▶ Required work
(a) In the extract on expansion joints, what is an expansion joint called when it is used in railway tracks?
(b) Extend the passage on expansion joints, picking up after its last sentence.

▶ Extract provided
++++++++

An expansion joint, or movement joint, is an assembly designed to hold parts together while safely absorbing temperature-induced expansion and contraction of building materials. They are commonly found between sections of buildings, bridges, sidewalks, railway tracks (where it's known as a breather switch), piping systems, ships, and other structures.

Building faces, concrete slabs, and pipelines expand and contract due to warming and cooling from diurnal and seasonal variation, or due to other heat sources. Before expansion joint gaps were built into these structures, they would crack under the stress induced.

==Applications==

===Bridges===
Bridge expansion joints are designed to allow for continuous traffic between structures while accommodating movement, shrinkage, and temperature variations on reinforced and prestressed concrete, composite, and steel structures. They stop the bridge from bending out of place in extreme conditions, and also allow enough vertical movement to permit bearing replacement without the need to dismantle the bridge expansion joint. There are various types, which can accommodate movement from 30 to 1000 mm, including joints for small movement, medium movement, and large movement.

++++++++

▶ Information provided
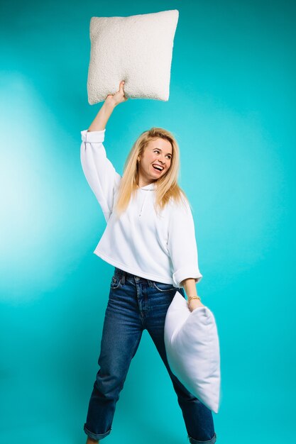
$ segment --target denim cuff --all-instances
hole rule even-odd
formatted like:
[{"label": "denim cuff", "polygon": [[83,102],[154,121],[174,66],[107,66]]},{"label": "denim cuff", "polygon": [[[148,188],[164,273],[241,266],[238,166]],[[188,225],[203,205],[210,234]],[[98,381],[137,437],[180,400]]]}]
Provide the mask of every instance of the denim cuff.
[{"label": "denim cuff", "polygon": [[198,441],[194,438],[192,438],[190,435],[187,435],[187,438],[189,439],[189,442],[190,443],[190,444],[199,444],[199,443],[205,443],[206,444],[214,444],[214,443],[216,443],[217,437],[216,437],[216,433],[214,433],[213,438],[212,439],[207,440],[207,441]]},{"label": "denim cuff", "polygon": [[107,436],[107,435],[109,435],[111,431],[111,427],[110,427],[110,428],[109,430],[107,430],[106,432],[105,432],[104,433],[93,433],[92,432],[90,432],[85,426],[86,425],[84,424],[84,426],[83,428],[83,430],[84,431],[84,432],[86,433],[86,434],[87,435],[87,436],[89,436],[89,438],[92,438],[92,439],[95,439],[97,440],[103,439],[103,438],[105,438],[105,436]]}]

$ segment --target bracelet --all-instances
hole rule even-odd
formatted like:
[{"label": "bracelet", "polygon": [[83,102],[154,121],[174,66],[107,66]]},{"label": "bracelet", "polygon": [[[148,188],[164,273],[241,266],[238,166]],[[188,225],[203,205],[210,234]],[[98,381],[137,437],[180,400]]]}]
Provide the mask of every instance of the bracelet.
[{"label": "bracelet", "polygon": [[199,296],[190,296],[188,297],[188,302],[190,302],[191,299],[199,299],[199,301],[201,300]]}]

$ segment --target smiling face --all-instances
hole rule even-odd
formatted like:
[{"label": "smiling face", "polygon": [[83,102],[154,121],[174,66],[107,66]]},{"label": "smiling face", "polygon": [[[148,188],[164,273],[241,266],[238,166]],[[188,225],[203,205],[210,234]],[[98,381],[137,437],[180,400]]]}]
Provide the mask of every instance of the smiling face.
[{"label": "smiling face", "polygon": [[145,187],[166,173],[170,167],[172,145],[167,139],[158,138],[150,140],[142,154],[139,168],[138,187]]}]

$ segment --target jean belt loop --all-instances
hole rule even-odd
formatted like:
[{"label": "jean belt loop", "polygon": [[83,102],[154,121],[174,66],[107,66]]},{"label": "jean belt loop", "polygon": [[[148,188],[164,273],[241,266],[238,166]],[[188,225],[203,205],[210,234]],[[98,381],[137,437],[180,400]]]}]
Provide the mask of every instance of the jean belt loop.
[{"label": "jean belt loop", "polygon": [[126,272],[122,271],[122,272],[121,272],[121,284],[122,284],[122,285],[124,285],[125,282],[126,282]]}]

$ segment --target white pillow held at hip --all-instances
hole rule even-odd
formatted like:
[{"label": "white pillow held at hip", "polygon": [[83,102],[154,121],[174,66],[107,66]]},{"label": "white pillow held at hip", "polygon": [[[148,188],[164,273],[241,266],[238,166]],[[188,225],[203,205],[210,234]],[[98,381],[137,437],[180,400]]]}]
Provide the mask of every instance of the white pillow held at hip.
[{"label": "white pillow held at hip", "polygon": [[215,318],[207,306],[192,311],[176,292],[165,322],[165,345],[172,372],[214,413],[220,399],[220,350]]}]

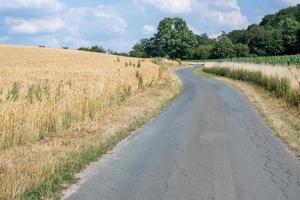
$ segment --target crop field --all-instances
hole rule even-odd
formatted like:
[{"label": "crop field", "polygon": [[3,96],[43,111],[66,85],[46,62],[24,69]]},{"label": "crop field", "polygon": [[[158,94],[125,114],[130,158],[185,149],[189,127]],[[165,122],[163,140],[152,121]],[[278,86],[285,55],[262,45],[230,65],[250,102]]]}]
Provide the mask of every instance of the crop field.
[{"label": "crop field", "polygon": [[300,69],[288,66],[207,62],[204,72],[259,85],[300,109]]},{"label": "crop field", "polygon": [[150,61],[79,51],[0,47],[0,148],[34,143],[155,84]]},{"label": "crop field", "polygon": [[300,68],[300,55],[231,58],[228,61],[265,65],[287,65]]},{"label": "crop field", "polygon": [[179,85],[154,63],[0,46],[0,199],[58,198],[76,172],[159,113]]},{"label": "crop field", "polygon": [[300,68],[300,55],[287,56],[256,56],[244,58],[224,58],[209,60],[194,60],[193,62],[235,62],[235,63],[253,63],[263,65],[279,65]]}]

++++++++

▶ Solved tasks
(a) A breather switch.

(b)
Modular expansion joints are used when the movements of a bridge exceed the capacity of a single gap joint or a finger type joint. Modular multiple-gap expansion joints can accommodate movements in all directions and rotations about every axis. They can be used for longitudinal movements of as little as 160 mm, or for very large movements of over 3000 mm. The total movement of the bridge deck is divided among a number of individual gaps which are created by horizontal surface beams. The individual gaps are sealed by watertight elastomeric profiles, and surface beam movements are regulated by an elastic control system. The drainage of the joint is via the drainage system of the bridge deck. Certain joints feature so-called sinus plates on their surface, which reduce noise from over-passing traffic by up to 80%.

Masonry control joints are also sometimes used in bridge slabs.

===Ducted air systems===

Expansion joints are required in large ducted air systems to allow fixed pieces of piping to be largely free of stress as thermal expansion occurs. Bends in elbows can also accommodate this. Expansion joints also isolate pieces of equipment such as fans from the rigid ductwork, thereby reducing vibration to the ductwork as well as allowing the fan to grow as it comes up to the operating air system temperature without placing stress on the fan or the fixed portions of ductwork.

An expansion joint is designed to allow deflection in the axial (compressive), lateral (shear), or angular (bending) deflections. Expansion joints can be non-metallic or metallic (often called bellows type). Non-metallic can be a single ply of rubberized material or a composite made of multiple layers of heat and erosion resistant flexible material. Typical layers are: outer cover to act a gas seal, a corrosion-resistant material such as Teflon, a layer of fiberglass to act as an insulator and to add durability, several layers of insulation to ensure that the heat transfer from the flue gas is reduced to the required temperature and an inside layer.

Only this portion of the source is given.